> _Problem_
Copy the lines below word for word, beginning with the line that contains "Mark every instance of the distant" and continuing through the final line.

Begin Provided information

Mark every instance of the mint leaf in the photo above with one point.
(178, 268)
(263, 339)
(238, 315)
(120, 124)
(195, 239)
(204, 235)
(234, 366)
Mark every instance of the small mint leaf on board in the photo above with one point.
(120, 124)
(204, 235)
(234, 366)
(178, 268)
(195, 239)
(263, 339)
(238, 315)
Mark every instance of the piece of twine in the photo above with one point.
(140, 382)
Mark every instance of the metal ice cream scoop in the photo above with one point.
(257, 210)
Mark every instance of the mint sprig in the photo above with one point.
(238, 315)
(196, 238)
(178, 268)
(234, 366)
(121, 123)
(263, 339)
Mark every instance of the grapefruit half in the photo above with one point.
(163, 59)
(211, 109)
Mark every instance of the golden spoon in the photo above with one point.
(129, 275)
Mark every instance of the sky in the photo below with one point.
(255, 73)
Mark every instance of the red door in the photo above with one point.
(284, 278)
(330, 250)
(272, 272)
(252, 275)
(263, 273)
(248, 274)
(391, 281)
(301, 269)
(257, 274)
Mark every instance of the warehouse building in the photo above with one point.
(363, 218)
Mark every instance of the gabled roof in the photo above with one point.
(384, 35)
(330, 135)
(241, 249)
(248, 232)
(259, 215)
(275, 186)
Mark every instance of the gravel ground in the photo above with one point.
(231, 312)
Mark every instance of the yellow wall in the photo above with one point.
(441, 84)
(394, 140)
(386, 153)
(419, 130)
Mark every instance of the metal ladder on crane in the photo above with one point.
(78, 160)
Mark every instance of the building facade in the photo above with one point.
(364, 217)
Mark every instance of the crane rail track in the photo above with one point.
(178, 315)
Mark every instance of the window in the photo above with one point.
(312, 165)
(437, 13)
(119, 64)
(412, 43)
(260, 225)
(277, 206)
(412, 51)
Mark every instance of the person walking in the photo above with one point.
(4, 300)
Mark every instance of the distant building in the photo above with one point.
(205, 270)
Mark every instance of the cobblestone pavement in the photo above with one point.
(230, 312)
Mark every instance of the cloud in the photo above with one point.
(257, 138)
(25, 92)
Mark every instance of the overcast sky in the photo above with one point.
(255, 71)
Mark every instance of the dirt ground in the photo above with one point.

End Provided information

> _Solution to this exercise_
Mark every instance of the distant building in the photo above with one point.
(205, 270)
Mark every instance of the cobblestone pavement in the photo above with one point.
(230, 312)
Mark every instance of the cloud in the photo above with one point.
(257, 138)
(25, 92)
Mark every instance of the overcast sky in the photo above with one point.
(255, 71)
Mark every instance of the dirt ground in the photo above with one point.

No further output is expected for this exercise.